* _Texte fourni_
ILLUSTRATION DE Mark Garlick, SCIENCE PHOTO LIBRARY

À travers une série de nouvelles études, une équipe d'astronomes vient d'annoncer la toute première détection de prodigieuses oscillations de l'espace-temps, dont la longueur d'onde s'exprimerait en années-lumière. L'ampleur de ces ondes gravitationnelles coïncide avec l'échelle que les scientifiques attendent de la fusion de trous noirs supermassifs affichant chacun plusieurs milliards de masses solaires.

(Entrées de données enregistrées)

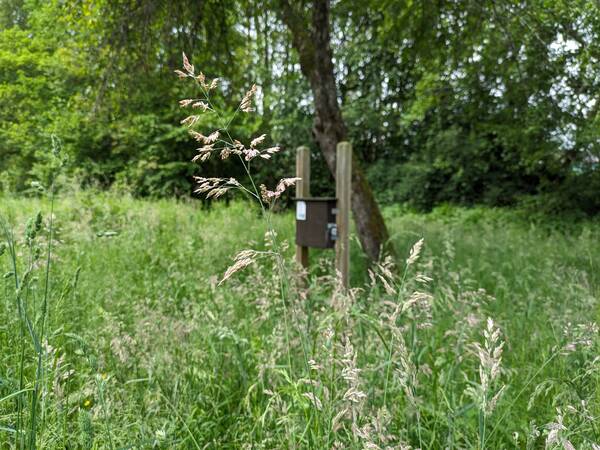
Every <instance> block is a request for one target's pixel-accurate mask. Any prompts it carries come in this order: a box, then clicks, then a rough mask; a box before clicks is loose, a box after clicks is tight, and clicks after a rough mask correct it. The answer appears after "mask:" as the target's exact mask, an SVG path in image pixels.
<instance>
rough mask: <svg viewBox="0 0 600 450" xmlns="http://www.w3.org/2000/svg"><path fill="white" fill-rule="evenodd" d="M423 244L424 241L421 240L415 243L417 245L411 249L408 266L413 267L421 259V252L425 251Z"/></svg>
mask: <svg viewBox="0 0 600 450" xmlns="http://www.w3.org/2000/svg"><path fill="white" fill-rule="evenodd" d="M423 242H424V239H423V238H421V239H419V240H418V241H417V242H416V243H415V245H413V246H412V248H411V249H410V255H409V256H408V258H407V260H406V265H407V266H412V265H413V264H414V263H416V262H417V260H418V259H419V255H420V254H421V250H422V249H423Z"/></svg>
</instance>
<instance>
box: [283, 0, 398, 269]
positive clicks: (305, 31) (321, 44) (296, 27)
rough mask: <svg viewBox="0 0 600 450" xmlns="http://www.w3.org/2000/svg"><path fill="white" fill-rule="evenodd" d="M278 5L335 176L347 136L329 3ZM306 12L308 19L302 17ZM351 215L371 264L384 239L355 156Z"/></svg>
mask: <svg viewBox="0 0 600 450" xmlns="http://www.w3.org/2000/svg"><path fill="white" fill-rule="evenodd" d="M279 2H280V12H281V18H282V20H283V22H284V23H285V24H286V26H287V27H288V29H289V30H290V33H291V36H292V45H293V46H294V48H295V49H296V51H297V52H298V55H299V58H300V67H301V70H302V73H303V75H304V76H305V77H306V78H307V79H308V81H309V82H310V86H311V90H312V93H313V97H314V105H315V120H314V125H313V133H314V136H315V139H316V141H317V143H318V144H319V147H320V148H321V151H322V152H323V155H324V156H325V160H326V161H327V165H328V166H329V169H330V170H331V172H332V174H334V176H335V155H336V145H337V143H338V142H341V141H345V140H347V139H348V130H347V128H346V124H345V123H344V120H343V118H342V113H341V110H340V106H339V104H338V90H337V85H336V82H335V73H334V67H333V54H332V51H331V39H330V31H329V30H330V25H329V0H313V1H312V2H310V4H309V5H306V4H305V2H296V1H295V0H294V1H293V2H290V1H289V0H279ZM307 6H309V7H310V8H309V10H312V15H310V14H309V13H306V12H305V10H306V9H307V8H306V7H307ZM352 213H353V216H354V221H355V223H356V228H357V231H358V236H359V239H360V242H361V245H362V247H363V249H364V251H365V253H366V254H367V255H368V257H369V258H370V259H371V260H377V259H378V258H379V256H380V252H381V250H382V248H383V247H384V246H387V245H388V240H389V234H388V231H387V228H386V225H385V222H384V220H383V216H382V215H381V211H380V209H379V206H378V205H377V202H376V200H375V197H374V195H373V191H372V190H371V187H370V186H369V182H368V181H367V179H366V177H365V174H364V172H363V170H362V167H361V165H360V163H359V161H358V160H357V158H356V156H354V157H353V161H352ZM390 250H391V248H390Z"/></svg>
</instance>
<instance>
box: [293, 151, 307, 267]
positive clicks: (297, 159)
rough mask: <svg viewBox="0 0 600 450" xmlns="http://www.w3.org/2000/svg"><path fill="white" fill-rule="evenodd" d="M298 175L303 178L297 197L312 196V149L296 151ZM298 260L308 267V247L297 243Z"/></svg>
mask: <svg viewBox="0 0 600 450" xmlns="http://www.w3.org/2000/svg"><path fill="white" fill-rule="evenodd" d="M296 177H298V178H301V180H300V181H298V182H297V183H296V198H308V197H310V149H309V148H308V147H298V150H297V151H296ZM296 262H297V263H298V264H300V265H301V266H302V267H304V268H308V247H305V246H302V245H296Z"/></svg>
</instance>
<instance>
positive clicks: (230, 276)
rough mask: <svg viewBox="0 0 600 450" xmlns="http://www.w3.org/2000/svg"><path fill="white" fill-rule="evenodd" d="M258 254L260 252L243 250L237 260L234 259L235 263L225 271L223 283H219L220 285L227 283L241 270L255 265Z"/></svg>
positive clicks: (234, 261)
mask: <svg viewBox="0 0 600 450" xmlns="http://www.w3.org/2000/svg"><path fill="white" fill-rule="evenodd" d="M257 254H258V252H256V251H254V250H242V251H241V252H239V253H238V254H237V255H235V258H234V259H233V260H234V263H233V264H232V265H231V266H230V267H229V268H228V269H227V270H226V271H225V274H224V275H223V278H222V279H221V281H219V285H221V284H223V283H224V282H225V281H227V280H228V279H229V278H230V277H231V276H232V275H233V274H234V273H236V272H239V271H240V270H242V269H244V268H245V267H248V266H249V265H250V264H252V263H254V261H256V256H257Z"/></svg>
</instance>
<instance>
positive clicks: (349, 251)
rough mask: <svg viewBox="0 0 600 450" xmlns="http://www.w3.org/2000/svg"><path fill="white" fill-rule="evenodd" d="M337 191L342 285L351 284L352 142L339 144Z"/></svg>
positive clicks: (339, 264)
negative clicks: (350, 245)
mask: <svg viewBox="0 0 600 450" xmlns="http://www.w3.org/2000/svg"><path fill="white" fill-rule="evenodd" d="M335 172H336V174H335V192H336V197H337V215H336V223H337V240H336V242H335V268H336V270H337V271H338V272H339V273H340V276H341V278H342V280H341V281H342V286H343V287H344V288H346V289H347V288H348V287H349V286H350V210H351V204H350V201H351V200H350V199H351V195H350V194H351V190H352V144H350V143H349V142H340V143H338V145H337V153H336V170H335Z"/></svg>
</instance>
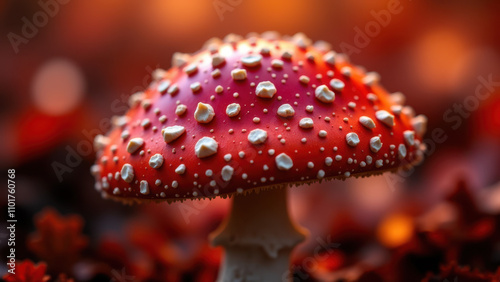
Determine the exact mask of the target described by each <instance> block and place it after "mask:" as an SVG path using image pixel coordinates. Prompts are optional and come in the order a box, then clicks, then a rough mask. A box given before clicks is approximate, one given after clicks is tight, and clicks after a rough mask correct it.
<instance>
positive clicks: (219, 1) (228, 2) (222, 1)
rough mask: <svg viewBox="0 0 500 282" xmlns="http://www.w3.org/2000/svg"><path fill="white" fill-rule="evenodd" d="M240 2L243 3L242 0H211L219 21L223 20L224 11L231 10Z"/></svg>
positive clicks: (225, 12)
mask: <svg viewBox="0 0 500 282" xmlns="http://www.w3.org/2000/svg"><path fill="white" fill-rule="evenodd" d="M241 3H243V0H214V1H213V2H212V4H213V5H214V9H215V12H216V13H217V16H218V17H219V20H220V21H221V22H222V21H224V14H225V13H226V12H233V11H234V9H235V8H236V7H237V6H239V5H240V4H241Z"/></svg>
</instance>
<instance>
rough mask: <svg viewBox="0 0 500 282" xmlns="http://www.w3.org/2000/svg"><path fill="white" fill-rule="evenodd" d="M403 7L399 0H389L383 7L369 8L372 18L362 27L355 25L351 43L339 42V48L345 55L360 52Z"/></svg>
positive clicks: (378, 34)
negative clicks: (385, 7)
mask: <svg viewBox="0 0 500 282" xmlns="http://www.w3.org/2000/svg"><path fill="white" fill-rule="evenodd" d="M410 1H411V0H410ZM403 9H404V7H403V5H402V4H401V3H400V1H399V0H389V2H388V3H387V6H386V8H385V9H382V10H380V11H375V10H371V11H370V15H371V16H372V20H371V21H369V22H367V23H366V24H365V25H364V27H363V29H362V28H360V27H359V26H355V27H354V32H355V34H354V38H353V42H352V44H351V43H348V42H345V41H343V42H341V43H340V45H339V49H340V50H341V52H342V53H344V54H346V55H347V56H350V55H352V54H359V53H361V50H362V49H363V48H366V47H367V46H368V45H370V43H371V41H372V39H373V38H375V37H377V36H378V35H379V34H380V33H381V32H382V29H383V28H386V27H387V26H388V25H389V24H390V23H391V21H392V18H393V16H395V15H398V14H400V13H401V12H402V11H403Z"/></svg>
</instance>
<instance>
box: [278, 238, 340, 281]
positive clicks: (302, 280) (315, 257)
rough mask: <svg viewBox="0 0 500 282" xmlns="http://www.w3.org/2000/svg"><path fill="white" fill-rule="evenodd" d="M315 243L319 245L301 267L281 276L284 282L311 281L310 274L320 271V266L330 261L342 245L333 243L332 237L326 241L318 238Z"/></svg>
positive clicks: (297, 268)
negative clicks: (332, 241) (335, 251)
mask: <svg viewBox="0 0 500 282" xmlns="http://www.w3.org/2000/svg"><path fill="white" fill-rule="evenodd" d="M315 241H316V243H317V245H316V247H315V248H314V250H313V253H312V255H311V256H309V257H306V258H304V259H303V260H302V261H301V263H300V264H299V265H294V266H292V268H291V269H289V270H287V271H286V272H285V273H283V275H282V276H281V280H282V281H293V282H299V281H310V280H311V277H310V275H309V273H314V272H315V271H316V270H317V269H318V266H319V264H320V263H322V262H324V261H326V260H328V258H329V256H330V255H332V254H333V253H334V252H335V250H336V249H338V248H339V247H340V243H334V242H332V238H331V236H330V235H328V236H327V237H326V240H324V239H323V238H321V237H316V240H315Z"/></svg>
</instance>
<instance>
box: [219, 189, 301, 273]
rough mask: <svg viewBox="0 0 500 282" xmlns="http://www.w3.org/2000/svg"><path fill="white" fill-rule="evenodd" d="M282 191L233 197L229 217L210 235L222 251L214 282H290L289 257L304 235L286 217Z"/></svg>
mask: <svg viewBox="0 0 500 282" xmlns="http://www.w3.org/2000/svg"><path fill="white" fill-rule="evenodd" d="M287 190H288V189H286V188H285V187H283V188H280V189H274V190H269V191H261V192H260V193H251V194H248V195H237V196H235V197H234V200H233V206H232V210H231V214H230V215H229V217H228V218H227V219H226V222H224V223H223V224H221V226H220V227H219V228H218V229H217V230H216V231H215V232H214V233H213V234H211V239H212V244H213V245H215V246H222V247H224V249H225V258H224V261H223V263H222V265H221V269H220V271H219V278H218V281H273V282H275V281H290V280H291V275H290V271H289V263H290V259H289V256H290V253H291V251H292V249H293V248H294V247H295V246H296V245H297V244H298V243H300V242H301V241H303V240H304V238H305V234H306V233H307V232H306V231H305V230H303V229H302V228H300V227H298V226H297V225H295V224H294V223H293V222H292V221H291V219H290V218H289V216H288V210H287V204H286V193H287Z"/></svg>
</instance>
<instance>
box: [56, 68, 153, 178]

* _Liste des tâches_
(1) Dans le texte sur les ondes gravitationnelles, en quelle unité s'exprimerait la longueur d'onde des oscillations détectées ?
(2) Reproduisez sans rien changer le passage du texte sur les ondes gravitationnelles qui commence par « ILLUSTRATION DE Mark » et se termine par « de masses solaires. ».
Vous n'aurez pas besoin des entrées.

* _Réponses ci-dessous_
(1) En années-lumière.

(2)
ILLUSTRATION DE Mark Garlick, SCIENCE PHOTO LIBRARY

À travers une série de nouvelles études, une équipe d'astronomes vient d'annoncer la toute première détection de prodigieuses oscillations de l'espace-temps, dont la longueur d'onde s'exprimerait en années-lumière. L'ampleur de ces ondes gravitationnelles coïncide avec l'échelle que les scientifiques attendent de la fusion de trous noirs supermassifs affichant chacun plusieurs milliards de masses solaires.